RECORDS PROVIDED:
--------------------------------------------------

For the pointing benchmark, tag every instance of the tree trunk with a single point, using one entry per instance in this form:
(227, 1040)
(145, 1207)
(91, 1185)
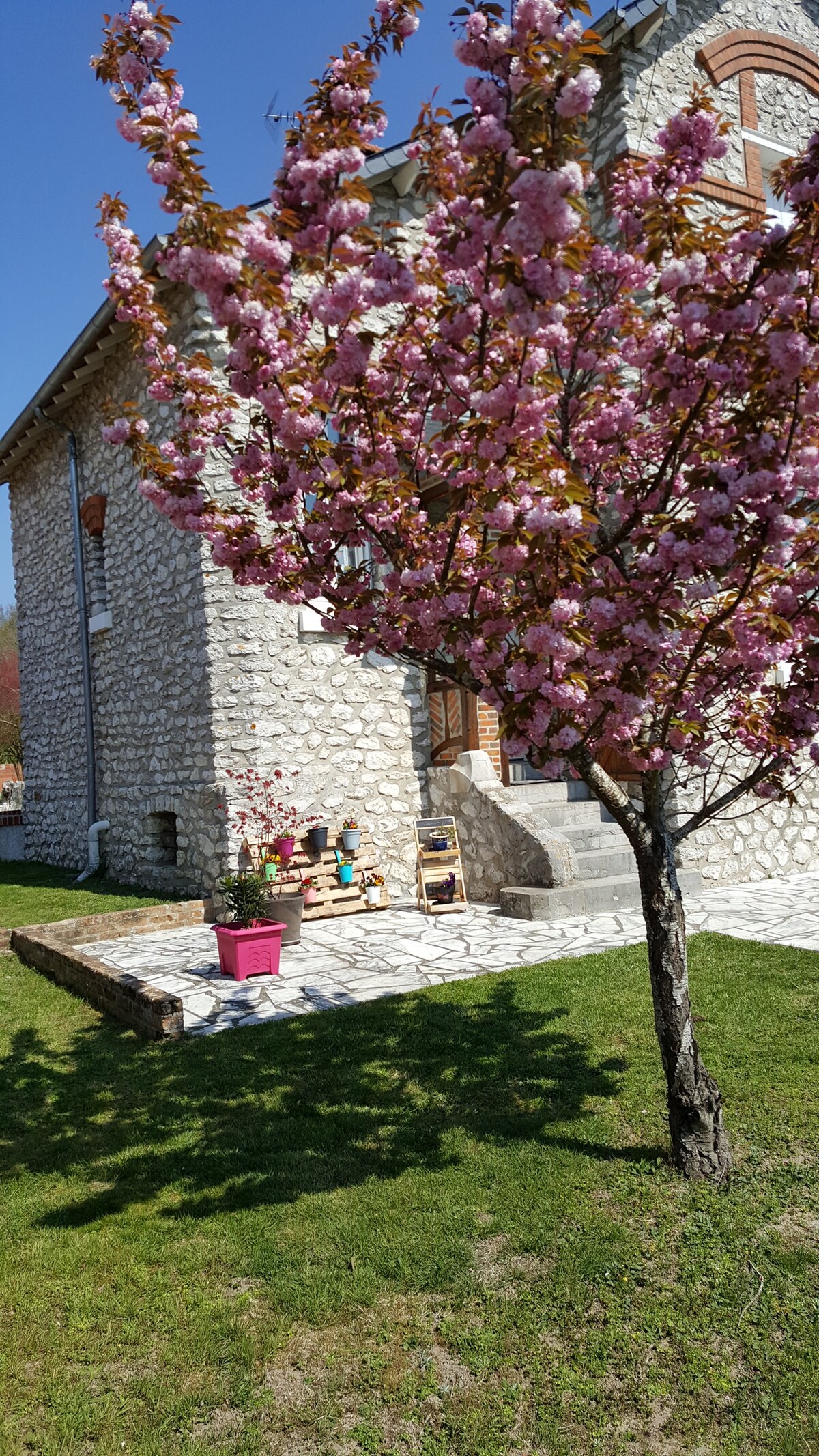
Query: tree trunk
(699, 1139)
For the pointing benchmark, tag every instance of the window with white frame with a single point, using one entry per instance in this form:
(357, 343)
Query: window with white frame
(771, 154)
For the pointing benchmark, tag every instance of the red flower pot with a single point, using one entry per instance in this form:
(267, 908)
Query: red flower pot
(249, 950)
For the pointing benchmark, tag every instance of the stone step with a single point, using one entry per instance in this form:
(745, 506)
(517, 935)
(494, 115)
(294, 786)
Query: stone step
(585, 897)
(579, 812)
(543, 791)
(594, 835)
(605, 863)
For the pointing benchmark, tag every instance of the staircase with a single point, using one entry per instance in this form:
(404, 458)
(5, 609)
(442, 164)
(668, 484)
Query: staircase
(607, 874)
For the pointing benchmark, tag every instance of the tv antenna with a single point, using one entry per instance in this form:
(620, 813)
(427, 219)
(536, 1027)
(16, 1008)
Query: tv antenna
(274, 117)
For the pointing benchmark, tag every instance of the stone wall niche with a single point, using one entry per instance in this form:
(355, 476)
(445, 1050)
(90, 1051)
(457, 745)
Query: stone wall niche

--------------------------------------------------

SHORT PROBLEM:
Copy every one of the entries above word for word, omitting the picture.

OUTPUT FOR THIS TASK:
For the pointing benchmark, tag every instance of the tree trunk with a single point, using one entry per instance in this form:
(227, 1040)
(145, 1207)
(91, 1185)
Query: tree trunk
(699, 1139)
For the pointing benchmark, tag every instance of the window with white frame with a single point, using one entry per instance in this form:
(357, 343)
Query: window with white frame
(771, 154)
For the pointing benchmark, tag every instance of the red flower pot with a single point, using one entry per instance in this form:
(267, 908)
Query: red flower pot
(249, 950)
For the pointing benchmark, tag every instance of the stone step with a single point, using one entry per instance in this form:
(745, 506)
(517, 935)
(494, 115)
(294, 786)
Query: stone step
(585, 897)
(579, 812)
(543, 791)
(594, 835)
(605, 863)
For the pointing benchmark, tag every instance of the staircase with a single point, using one entry per instance in this form:
(404, 458)
(5, 609)
(442, 164)
(668, 484)
Query: staircase
(607, 874)
For the pointing benchmark, tag every instance of the tv antenna with a single point, using one entry per instance in this form:
(620, 813)
(427, 219)
(536, 1027)
(16, 1008)
Query: tv antenna
(274, 117)
For the pointing benchmark, tag every instance of the stone wall niche with a single point, using one entry per instance in this form:
(355, 476)
(445, 1050)
(90, 1051)
(457, 745)
Query: stone wall niche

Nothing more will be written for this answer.